▶ [Problem statement]
Omit images. Retype all entries verbatim.

# # # #

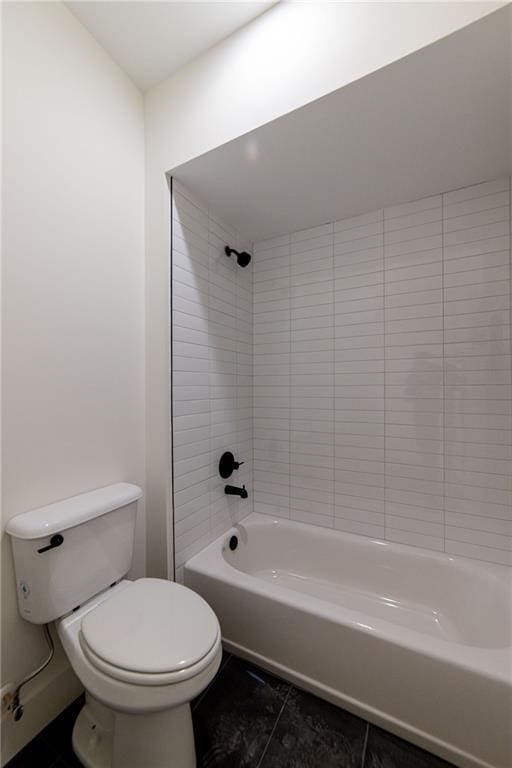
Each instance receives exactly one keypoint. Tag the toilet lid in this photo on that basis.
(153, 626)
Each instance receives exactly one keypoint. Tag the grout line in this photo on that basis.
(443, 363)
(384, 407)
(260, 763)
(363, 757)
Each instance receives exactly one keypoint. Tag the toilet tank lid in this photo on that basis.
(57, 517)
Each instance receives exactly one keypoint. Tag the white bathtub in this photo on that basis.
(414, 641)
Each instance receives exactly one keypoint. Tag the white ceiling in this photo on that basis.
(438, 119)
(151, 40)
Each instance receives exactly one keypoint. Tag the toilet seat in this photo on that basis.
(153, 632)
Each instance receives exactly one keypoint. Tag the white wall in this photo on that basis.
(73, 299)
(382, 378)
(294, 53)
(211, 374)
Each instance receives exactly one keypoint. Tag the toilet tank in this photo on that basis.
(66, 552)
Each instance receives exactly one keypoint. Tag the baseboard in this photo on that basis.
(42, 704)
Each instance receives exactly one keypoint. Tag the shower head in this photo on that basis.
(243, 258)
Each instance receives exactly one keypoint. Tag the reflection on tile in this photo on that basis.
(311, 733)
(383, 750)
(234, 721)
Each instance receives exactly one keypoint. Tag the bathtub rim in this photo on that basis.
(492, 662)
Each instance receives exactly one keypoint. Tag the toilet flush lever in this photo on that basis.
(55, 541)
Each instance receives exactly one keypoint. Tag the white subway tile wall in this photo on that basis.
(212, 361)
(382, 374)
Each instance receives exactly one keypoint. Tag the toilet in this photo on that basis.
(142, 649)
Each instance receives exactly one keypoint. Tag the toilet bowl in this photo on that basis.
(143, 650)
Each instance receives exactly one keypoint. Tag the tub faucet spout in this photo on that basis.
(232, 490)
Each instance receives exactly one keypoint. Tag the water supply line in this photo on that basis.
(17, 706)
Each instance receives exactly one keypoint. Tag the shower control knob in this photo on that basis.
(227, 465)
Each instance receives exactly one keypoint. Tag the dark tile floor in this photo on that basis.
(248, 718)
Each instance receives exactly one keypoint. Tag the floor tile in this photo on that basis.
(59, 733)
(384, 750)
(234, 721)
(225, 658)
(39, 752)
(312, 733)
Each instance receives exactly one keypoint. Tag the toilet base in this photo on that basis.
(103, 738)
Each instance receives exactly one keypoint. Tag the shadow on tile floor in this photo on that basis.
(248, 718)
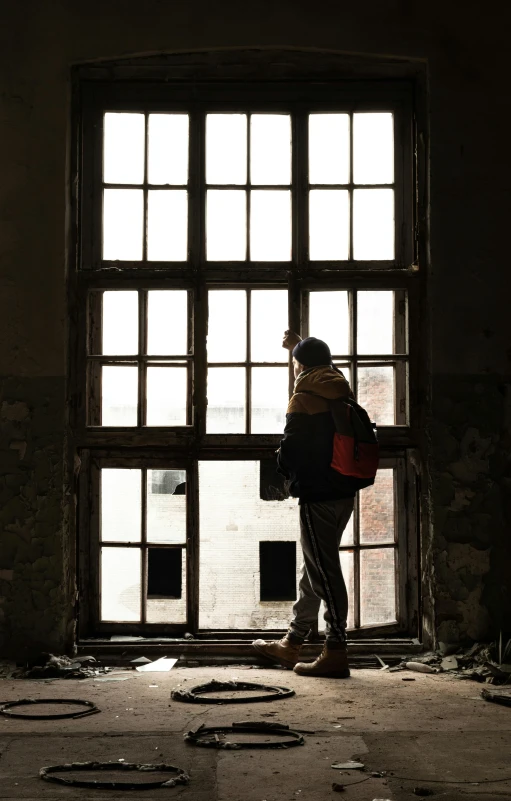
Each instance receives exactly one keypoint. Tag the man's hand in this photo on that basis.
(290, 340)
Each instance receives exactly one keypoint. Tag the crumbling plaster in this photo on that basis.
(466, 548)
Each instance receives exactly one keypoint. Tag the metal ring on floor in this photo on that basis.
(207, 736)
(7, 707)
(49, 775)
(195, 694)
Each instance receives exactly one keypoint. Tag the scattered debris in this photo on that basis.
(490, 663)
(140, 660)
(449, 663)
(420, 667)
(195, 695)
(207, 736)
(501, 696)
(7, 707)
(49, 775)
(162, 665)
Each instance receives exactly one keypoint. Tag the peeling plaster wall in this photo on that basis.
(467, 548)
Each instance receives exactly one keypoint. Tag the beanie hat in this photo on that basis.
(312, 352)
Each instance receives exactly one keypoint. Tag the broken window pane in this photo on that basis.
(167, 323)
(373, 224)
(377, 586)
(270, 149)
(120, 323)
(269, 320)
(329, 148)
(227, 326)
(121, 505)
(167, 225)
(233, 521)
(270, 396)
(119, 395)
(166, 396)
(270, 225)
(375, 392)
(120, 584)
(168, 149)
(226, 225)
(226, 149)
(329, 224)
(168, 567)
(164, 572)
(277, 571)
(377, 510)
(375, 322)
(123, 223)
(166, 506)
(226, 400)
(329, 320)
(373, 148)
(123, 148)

# # # #

▶ [Full response]
Each instance receives exactly one keypoint. Tag the toilet lid in this photo on that basis.
(153, 626)
Each instance receives exactly one keypoint. Tag the grout line in this photo on that basis.
(443, 363)
(384, 407)
(260, 763)
(363, 757)
Each instance receives exactly one keypoint. Tag the toilet tank lid in this photo on that basis.
(57, 517)
Each instance receives exactly one keypoint. Tag the white bathtub in this photo on that basis.
(414, 641)
Each instance receives exactly one keypoint. Tag the white ceiling in this photo on that basis.
(438, 119)
(151, 40)
Each instance receives exactly one keypoint. Tag the toilet seat in this photo on that basis.
(153, 632)
Each instance receives exactly one keypoint. Tag the white wall in this photo on that basis.
(73, 299)
(382, 378)
(294, 53)
(211, 374)
Each instance receives exactly one keypoint. Tag the toilet tank in this photo on that basis.
(66, 552)
Each instance receives exactly one keypoint. Tag the baseboard in this photo on that basis.
(42, 704)
Each instance receives exactly one keypoint. Tag the shower head in this photo on that basis.
(243, 258)
Each instance receives exactly one keypoint. Tag the reflection on tile in this photo on that basis.
(311, 733)
(383, 750)
(234, 721)
Each instance receives exactly one keypoint. Tag the bathtub rim in this photo on that basis.
(492, 662)
Each instance receives exactly one keypoint. Tag the toilet flush lever in this photo on that basis.
(55, 541)
Each instance receives exactly one keypoint. Tag the white subway tile wall in this photo on that basis.
(212, 361)
(382, 374)
Each instance receives exactly one keypoint. Tag the toilet in this photo on that basis.
(142, 649)
Each instance receives exactly one keypoint. Tag the toilet bowl in this photo on that basis.
(143, 650)
Each instance receives exactly one keypoint. Tag the tub faucet spout in this photo on that basis.
(232, 490)
Each instance receives exactly one keypoint. Tag the water supply line in this photo on that basis.
(17, 706)
Each instance receives exactly one keypoint. Tag the shower control knob in this photo on that basis.
(227, 465)
Each instance receives exactly one keypoint. Tag the dark tile floor in this photo on that basis.
(248, 718)
Each instance receives exactly one keypoint. Tag the floor tile in this photo on that basis.
(59, 733)
(384, 750)
(234, 721)
(225, 658)
(39, 752)
(312, 733)
Each instance receives exactly one keypoint. Tag the toilet base in this photo on that basis.
(103, 738)
Each instance receives exactly one keypoint. Tag the shadow on tile floor in this photo on that basis.
(248, 718)
Each instance receives exactly one keypoint. Tag the man's hand in this photo on that basis.
(290, 340)
Each instance receives exactly one keypoint. Tag the crumbling plaster in this photo on that basis.
(466, 548)
Each instance receives exactly one keypoint. Tag the metal ring on floor in this photo on that basis.
(207, 736)
(7, 707)
(49, 775)
(195, 694)
Each instance receives exactly one keypoint. Tag the scattered debris in this photo on that basis.
(490, 663)
(140, 660)
(449, 663)
(420, 667)
(195, 695)
(207, 736)
(501, 696)
(7, 707)
(49, 775)
(162, 665)
Each instance receives exactly one keypoint. Tag the peeling plaster wall in this photo on that basis.
(467, 548)
Each instance receives exactly one keypoint. Tag the beanie hat in this photo on that basis.
(312, 352)
Each instance receives exactly one keypoint. Tag the broken window pane in this photo on that basis.
(167, 323)
(373, 224)
(377, 586)
(270, 149)
(120, 323)
(269, 320)
(329, 148)
(227, 326)
(121, 505)
(167, 225)
(233, 521)
(270, 396)
(119, 395)
(166, 396)
(270, 225)
(375, 392)
(120, 584)
(168, 149)
(226, 225)
(226, 149)
(329, 224)
(168, 567)
(164, 572)
(277, 571)
(377, 510)
(375, 322)
(123, 223)
(166, 506)
(226, 400)
(329, 320)
(373, 148)
(123, 148)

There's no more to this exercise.